**Set problem**: Copy the entries below, switching "bowler hat" to "top hat" and keeping everything else the same.

* START *

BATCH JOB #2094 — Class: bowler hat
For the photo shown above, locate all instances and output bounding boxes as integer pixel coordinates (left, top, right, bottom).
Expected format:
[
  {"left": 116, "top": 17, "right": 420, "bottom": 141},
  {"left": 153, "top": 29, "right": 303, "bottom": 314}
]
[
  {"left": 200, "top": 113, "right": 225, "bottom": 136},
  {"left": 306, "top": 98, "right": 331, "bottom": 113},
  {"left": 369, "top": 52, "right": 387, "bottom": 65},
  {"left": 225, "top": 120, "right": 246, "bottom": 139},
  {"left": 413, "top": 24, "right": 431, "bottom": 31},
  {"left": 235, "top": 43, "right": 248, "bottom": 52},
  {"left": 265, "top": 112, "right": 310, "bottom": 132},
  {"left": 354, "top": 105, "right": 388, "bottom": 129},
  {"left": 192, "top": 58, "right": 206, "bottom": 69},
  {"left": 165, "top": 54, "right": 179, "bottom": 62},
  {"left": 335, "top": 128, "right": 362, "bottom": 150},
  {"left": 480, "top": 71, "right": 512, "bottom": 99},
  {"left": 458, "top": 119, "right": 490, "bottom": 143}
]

* END *

**Exercise solution**:
BATCH JOB #2094 — Class: top hat
For the photo shown above, locate all instances and output bounding boxes as integer pixel coordinates (left, top, right, bottom).
Expected format:
[
  {"left": 116, "top": 17, "right": 420, "bottom": 141},
  {"left": 153, "top": 29, "right": 303, "bottom": 314}
]
[
  {"left": 200, "top": 113, "right": 225, "bottom": 136},
  {"left": 306, "top": 98, "right": 331, "bottom": 113},
  {"left": 369, "top": 52, "right": 387, "bottom": 65},
  {"left": 225, "top": 120, "right": 246, "bottom": 139},
  {"left": 413, "top": 24, "right": 431, "bottom": 31},
  {"left": 235, "top": 43, "right": 248, "bottom": 52},
  {"left": 265, "top": 112, "right": 310, "bottom": 132},
  {"left": 354, "top": 105, "right": 388, "bottom": 129},
  {"left": 192, "top": 58, "right": 206, "bottom": 69},
  {"left": 165, "top": 54, "right": 179, "bottom": 62},
  {"left": 335, "top": 128, "right": 362, "bottom": 150},
  {"left": 480, "top": 71, "right": 512, "bottom": 99},
  {"left": 458, "top": 119, "right": 490, "bottom": 143}
]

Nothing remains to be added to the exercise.